# Kutipan Sumber:
========
Tradisi politik dinasti di tubuh partai politik sampai saat ini semakin menggurita. Sebagian besar parpol termasuk partai politik besar memang tak mengharamkan berlakunya politik dinasti. Di internal kepengurusan partai politik, juga mendeskripsikan kentalnya politik dinasti, Itu karena penguasa di partai politik memang mengkondisikan seperti itu. Maka tak heran ketika parpol menelurkan calon legislatif maupun calon kepala daerah yang punya hubungan kekerabatan dengan kekuasaan di parpol.
========
# Catatan yang Ditampilkan:
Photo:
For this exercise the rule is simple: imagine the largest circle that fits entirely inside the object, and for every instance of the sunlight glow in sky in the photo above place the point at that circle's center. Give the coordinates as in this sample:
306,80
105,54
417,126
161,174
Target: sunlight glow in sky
========
# Tindakan yang Diperlukan:
• A. Menurut kutipan sumber tentang politik dinasti, apa sebabnya politik dinasti kental di internal kepengurusan partai politik?
• B. Ubah nama "sunlight glow" menjadi "sun glare" di seluruh catatan, lalu tuliskan kembali catatan tersebut tanpa perubahan lain.
Kutipan sumber dan catatan merupakan bahan yang tidak saling berkaitan.

# Tugas yang Diselesaikan:
• A. Penguasa di partai politik memang mengkondisikannya seperti itu.

• B.
Photo:
For this exercise the rule is simple: imagine the largest circle that fits entirely inside the object, and for every instance of the sun glare in sky in the photo above place the point at that circle's center. Give the coordinates as in this sample:
306,80
105,54
417,126
161,174
Target: sun glare in sky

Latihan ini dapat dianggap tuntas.